- [SHORT PROBLEM]
Reproduce all entries word for word.

*** DATA FOR THIS TASK ***

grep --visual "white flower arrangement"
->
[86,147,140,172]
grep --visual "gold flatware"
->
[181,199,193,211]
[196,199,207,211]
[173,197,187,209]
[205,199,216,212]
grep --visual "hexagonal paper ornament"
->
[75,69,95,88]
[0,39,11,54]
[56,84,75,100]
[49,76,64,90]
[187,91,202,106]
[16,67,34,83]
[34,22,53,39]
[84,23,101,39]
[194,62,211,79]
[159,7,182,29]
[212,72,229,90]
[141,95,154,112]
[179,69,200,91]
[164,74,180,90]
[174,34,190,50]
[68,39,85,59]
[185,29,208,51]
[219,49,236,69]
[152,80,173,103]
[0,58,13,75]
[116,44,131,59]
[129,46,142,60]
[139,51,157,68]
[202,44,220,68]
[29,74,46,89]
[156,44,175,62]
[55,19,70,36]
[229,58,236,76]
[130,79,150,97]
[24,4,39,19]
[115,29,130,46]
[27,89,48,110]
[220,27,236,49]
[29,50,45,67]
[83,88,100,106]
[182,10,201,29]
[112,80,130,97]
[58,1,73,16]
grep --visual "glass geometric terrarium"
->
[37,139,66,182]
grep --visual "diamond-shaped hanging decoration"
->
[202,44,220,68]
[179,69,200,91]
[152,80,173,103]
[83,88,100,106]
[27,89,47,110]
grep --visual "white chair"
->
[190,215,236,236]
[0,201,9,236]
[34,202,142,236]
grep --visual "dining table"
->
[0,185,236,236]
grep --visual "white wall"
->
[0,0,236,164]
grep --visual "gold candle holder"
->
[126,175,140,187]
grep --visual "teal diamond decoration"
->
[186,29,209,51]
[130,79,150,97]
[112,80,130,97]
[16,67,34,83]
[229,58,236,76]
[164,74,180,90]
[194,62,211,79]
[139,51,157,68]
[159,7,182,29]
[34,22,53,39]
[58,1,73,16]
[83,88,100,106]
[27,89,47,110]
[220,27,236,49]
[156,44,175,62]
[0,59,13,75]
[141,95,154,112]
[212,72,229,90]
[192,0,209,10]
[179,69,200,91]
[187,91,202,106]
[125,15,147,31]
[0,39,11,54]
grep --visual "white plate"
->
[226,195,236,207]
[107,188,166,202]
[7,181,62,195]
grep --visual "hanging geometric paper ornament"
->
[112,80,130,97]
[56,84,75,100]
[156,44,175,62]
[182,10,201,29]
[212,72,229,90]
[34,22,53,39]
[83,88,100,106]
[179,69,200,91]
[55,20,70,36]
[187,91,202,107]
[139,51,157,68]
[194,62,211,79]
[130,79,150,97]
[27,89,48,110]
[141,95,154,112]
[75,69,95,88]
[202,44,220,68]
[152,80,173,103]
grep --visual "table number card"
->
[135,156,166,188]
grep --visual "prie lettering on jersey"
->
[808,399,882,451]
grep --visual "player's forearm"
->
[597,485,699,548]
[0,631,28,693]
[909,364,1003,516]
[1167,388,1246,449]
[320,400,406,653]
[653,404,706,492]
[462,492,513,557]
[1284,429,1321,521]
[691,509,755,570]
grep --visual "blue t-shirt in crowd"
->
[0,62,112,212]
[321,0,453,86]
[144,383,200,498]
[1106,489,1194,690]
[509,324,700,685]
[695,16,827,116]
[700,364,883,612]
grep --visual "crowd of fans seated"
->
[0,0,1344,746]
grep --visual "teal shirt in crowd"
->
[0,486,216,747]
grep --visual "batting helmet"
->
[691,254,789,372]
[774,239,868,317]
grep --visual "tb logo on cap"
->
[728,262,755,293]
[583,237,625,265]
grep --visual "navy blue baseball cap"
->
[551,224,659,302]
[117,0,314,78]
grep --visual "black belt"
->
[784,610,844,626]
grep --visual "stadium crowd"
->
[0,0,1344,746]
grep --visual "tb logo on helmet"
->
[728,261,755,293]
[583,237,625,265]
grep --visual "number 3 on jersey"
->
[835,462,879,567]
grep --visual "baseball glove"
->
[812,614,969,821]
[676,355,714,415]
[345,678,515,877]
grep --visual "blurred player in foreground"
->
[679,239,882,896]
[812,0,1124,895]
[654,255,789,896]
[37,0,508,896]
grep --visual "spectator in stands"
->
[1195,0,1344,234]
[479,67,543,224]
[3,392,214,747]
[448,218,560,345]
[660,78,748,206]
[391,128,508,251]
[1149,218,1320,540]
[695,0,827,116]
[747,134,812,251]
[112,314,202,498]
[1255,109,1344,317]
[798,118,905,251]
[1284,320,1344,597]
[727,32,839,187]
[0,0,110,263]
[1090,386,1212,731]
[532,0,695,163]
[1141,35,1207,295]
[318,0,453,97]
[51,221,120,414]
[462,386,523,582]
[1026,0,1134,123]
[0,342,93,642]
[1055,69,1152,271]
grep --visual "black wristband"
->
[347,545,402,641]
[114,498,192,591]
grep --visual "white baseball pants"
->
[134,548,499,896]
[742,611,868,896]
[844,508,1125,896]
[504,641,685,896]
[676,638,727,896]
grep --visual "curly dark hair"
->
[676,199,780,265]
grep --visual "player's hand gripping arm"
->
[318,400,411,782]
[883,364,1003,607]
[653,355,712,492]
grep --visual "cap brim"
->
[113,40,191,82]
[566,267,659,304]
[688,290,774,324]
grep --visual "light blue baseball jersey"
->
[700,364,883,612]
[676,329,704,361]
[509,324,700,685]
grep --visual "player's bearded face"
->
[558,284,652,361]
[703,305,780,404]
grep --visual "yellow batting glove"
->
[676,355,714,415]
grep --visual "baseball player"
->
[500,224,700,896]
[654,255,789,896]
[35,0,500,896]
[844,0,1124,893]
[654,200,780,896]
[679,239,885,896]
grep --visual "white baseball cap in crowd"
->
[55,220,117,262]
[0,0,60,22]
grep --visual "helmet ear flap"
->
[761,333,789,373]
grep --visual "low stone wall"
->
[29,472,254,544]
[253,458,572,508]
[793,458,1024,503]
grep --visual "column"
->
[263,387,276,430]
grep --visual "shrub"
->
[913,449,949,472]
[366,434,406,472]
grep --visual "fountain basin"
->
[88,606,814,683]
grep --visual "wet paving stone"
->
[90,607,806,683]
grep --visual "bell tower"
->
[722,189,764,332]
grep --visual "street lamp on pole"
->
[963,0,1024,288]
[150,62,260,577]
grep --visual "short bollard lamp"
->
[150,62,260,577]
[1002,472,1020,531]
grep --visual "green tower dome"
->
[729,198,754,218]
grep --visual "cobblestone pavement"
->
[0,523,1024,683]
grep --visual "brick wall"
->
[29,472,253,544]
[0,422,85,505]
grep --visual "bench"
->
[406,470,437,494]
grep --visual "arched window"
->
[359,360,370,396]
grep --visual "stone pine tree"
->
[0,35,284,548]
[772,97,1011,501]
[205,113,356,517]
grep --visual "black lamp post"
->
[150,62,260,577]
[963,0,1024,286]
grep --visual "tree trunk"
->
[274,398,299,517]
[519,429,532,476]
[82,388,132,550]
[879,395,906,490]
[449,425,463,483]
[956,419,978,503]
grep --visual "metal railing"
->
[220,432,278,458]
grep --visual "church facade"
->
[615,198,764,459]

***

- [CORRECT RESPONSE]
grep --visual "white flower arrangement"
->
[86,147,140,172]
grep --visual "gold flatware"
->
[181,199,193,211]
[196,199,207,211]
[173,197,187,209]
[205,199,216,212]
grep --visual "hexagonal paper ornament"
->
[75,69,95,88]
[0,39,11,54]
[56,84,75,100]
[49,76,64,90]
[187,91,202,106]
[16,67,34,83]
[34,22,53,39]
[84,23,101,39]
[194,62,211,79]
[159,7,182,29]
[212,72,229,90]
[141,95,154,112]
[179,69,200,91]
[164,74,180,90]
[174,34,190,50]
[68,39,85,59]
[185,29,208,51]
[219,49,236,69]
[152,80,173,103]
[0,58,13,75]
[116,44,131,59]
[129,46,142,60]
[139,51,157,68]
[202,44,220,68]
[29,74,46,89]
[156,44,175,62]
[55,19,70,36]
[229,58,236,76]
[130,79,150,97]
[24,4,39,19]
[115,29,130,46]
[27,89,48,110]
[220,27,236,49]
[29,50,45,67]
[83,88,100,106]
[182,10,201,29]
[112,80,130,97]
[58,1,73,16]
grep --visual "glass geometric terrarium"
->
[37,139,66,182]
grep --visual "diamond-shaped hanging decoration"
->
[202,44,220,68]
[179,69,200,91]
[152,80,173,103]
[83,88,100,106]
[27,89,47,110]
grep --visual "white chair"
->
[190,215,236,236]
[0,201,9,236]
[34,202,142,236]
grep --visual "dining table"
->
[0,185,236,236]
grep --visual "white wall"
->
[0,0,236,164]
grep --visual "gold candle holder"
->
[126,175,140,187]
grep --visual "teal diamond decoration"
->
[186,29,209,51]
[130,79,150,97]
[112,80,130,97]
[16,67,34,83]
[229,58,236,76]
[164,74,180,90]
[194,62,211,79]
[139,51,157,68]
[159,7,182,29]
[34,22,53,39]
[58,1,73,16]
[83,88,100,106]
[27,89,47,110]
[220,27,236,49]
[156,44,175,62]
[0,59,13,75]
[141,95,154,112]
[212,72,229,90]
[192,0,209,10]
[179,69,200,91]
[187,91,202,106]
[125,15,147,31]
[0,39,11,54]
grep --visual "white plate"
->
[226,195,236,207]
[107,188,166,202]
[7,181,62,195]
grep --visual "hanging geometric paper ornament"
->
[112,80,130,97]
[56,84,75,100]
[156,44,175,62]
[182,10,201,29]
[212,72,229,90]
[34,22,53,39]
[83,88,100,106]
[179,69,200,91]
[55,20,70,36]
[187,91,202,107]
[139,51,157,68]
[194,62,211,79]
[130,79,150,97]
[27,89,48,110]
[141,95,154,112]
[75,69,95,88]
[202,44,220,68]
[152,80,173,103]
grep --visual "table number card"
->
[135,156,166,188]
grep --visual "prie lettering on jersey"
->
[808,399,882,451]
grep --visual "player's forearm"
->
[597,485,699,548]
[0,631,28,693]
[909,364,1003,516]
[1167,388,1246,449]
[320,400,406,653]
[653,404,706,492]
[462,492,513,557]
[1284,429,1321,521]
[691,509,755,570]
grep --visual "blue t-shirt in crowd"
->
[0,62,112,212]
[321,0,453,86]
[144,383,200,498]
[1106,489,1194,690]
[509,324,700,685]
[695,16,827,116]
[700,364,883,612]
grep --visual "crowd of fans seated"
->
[0,0,1344,746]
grep --visual "teal shirt in crowd"
->
[0,486,216,747]
grep --visual "batting helmet"
->
[691,254,789,372]
[774,239,868,317]
grep --visual "tb logo on cap"
->
[728,262,755,293]
[583,237,625,265]
grep --visual "navy blue baseball cap"
->
[551,224,659,302]
[117,0,314,78]
grep --visual "black belt"
->
[784,610,844,626]
grep --visual "stadium crowd"
->
[0,0,1344,746]
grep --visual "tb logo on helmet"
->
[728,261,755,293]
[583,237,625,265]
grep --visual "number 3 on jersey"
->
[835,462,879,567]
grep --visual "baseball glove"
->
[812,614,969,821]
[676,355,714,415]
[345,678,515,877]
grep --visual "blurred player in foreground"
->
[679,239,882,896]
[812,0,1124,895]
[654,255,789,896]
[37,0,508,896]
grep --visual "spectator in stands"
->
[1195,0,1344,234]
[479,67,543,224]
[3,392,214,747]
[448,218,560,345]
[660,78,748,206]
[391,128,508,251]
[1149,218,1320,540]
[695,0,827,116]
[747,134,812,251]
[112,314,202,498]
[1255,109,1344,317]
[798,118,905,251]
[1284,320,1344,597]
[727,32,839,187]
[0,0,110,263]
[1090,386,1212,731]
[532,0,695,163]
[1141,35,1207,295]
[318,0,453,97]
[51,221,120,414]
[462,386,523,582]
[1026,0,1134,123]
[0,342,93,642]
[1055,69,1152,271]
grep --visual "black wristband"
->
[347,545,402,641]
[114,498,192,591]
grep --visual "white baseball pants"
->
[134,548,499,896]
[742,611,868,896]
[844,508,1125,896]
[504,641,685,896]
[676,638,727,896]
grep --visual "curly dark hair"
->
[676,199,780,265]
grep --visual "player's hand gripping arm"
->
[318,400,411,782]
[883,364,1003,607]
[653,355,712,492]
grep --visual "cap brim"
->
[113,40,191,82]
[566,267,659,304]
[688,290,774,324]
grep --visual "light blue baseball jersey"
->
[700,364,883,612]
[676,329,704,361]
[509,324,700,685]
grep --visual "player's bearded face"
->
[558,284,652,361]
[703,305,780,404]
grep --visual "yellow batting glove"
->
[676,355,714,415]
grep --visual "baseball player"
->
[500,224,700,896]
[654,255,789,896]
[35,0,500,896]
[844,0,1124,893]
[654,200,780,896]
[679,239,885,896]
grep --visual "white baseball cap in crowd"
->
[55,220,117,262]
[0,0,60,22]
grep --visual "helmet ear flap"
->
[761,333,789,373]
grep --visual "low stone wall"
->
[29,472,254,544]
[253,458,572,508]
[793,458,1024,503]
grep --visual "column"
->
[263,387,276,430]
grep --visual "shrub"
->
[913,449,949,472]
[366,434,406,472]
grep --visual "fountain basin"
->
[88,606,814,683]
grep --visual "wet paving stone"
->
[90,607,806,683]
grep --visual "bell tower"
->
[722,189,764,332]
grep --visual "street lamp on pole"
->
[963,0,1024,288]
[150,62,260,577]
grep --visual "short bollard lamp"
->
[150,62,260,577]
[1002,472,1020,531]
grep --visual "green tower dome"
->
[729,198,754,218]
grep --visual "cobblestone pavement"
->
[0,523,1024,683]
grep --visual "brick wall"
->
[29,472,253,544]
[0,422,85,505]
grep --visual "bench"
->
[406,470,437,494]
grep --visual "arched window"
->
[359,360,370,396]
grep --visual "stone pine tree"
->
[0,35,284,548]
[772,97,1011,501]
[205,113,356,517]
grep --visual "black lamp post"
->
[150,62,260,577]
[963,0,1024,286]
grep --visual "tree trunk"
->
[274,398,299,517]
[519,429,532,476]
[82,388,132,550]
[879,395,906,490]
[449,425,463,483]
[956,419,978,503]
grep --visual "metal railing"
->
[220,432,278,458]
grep --visual "church facade"
->
[615,198,764,459]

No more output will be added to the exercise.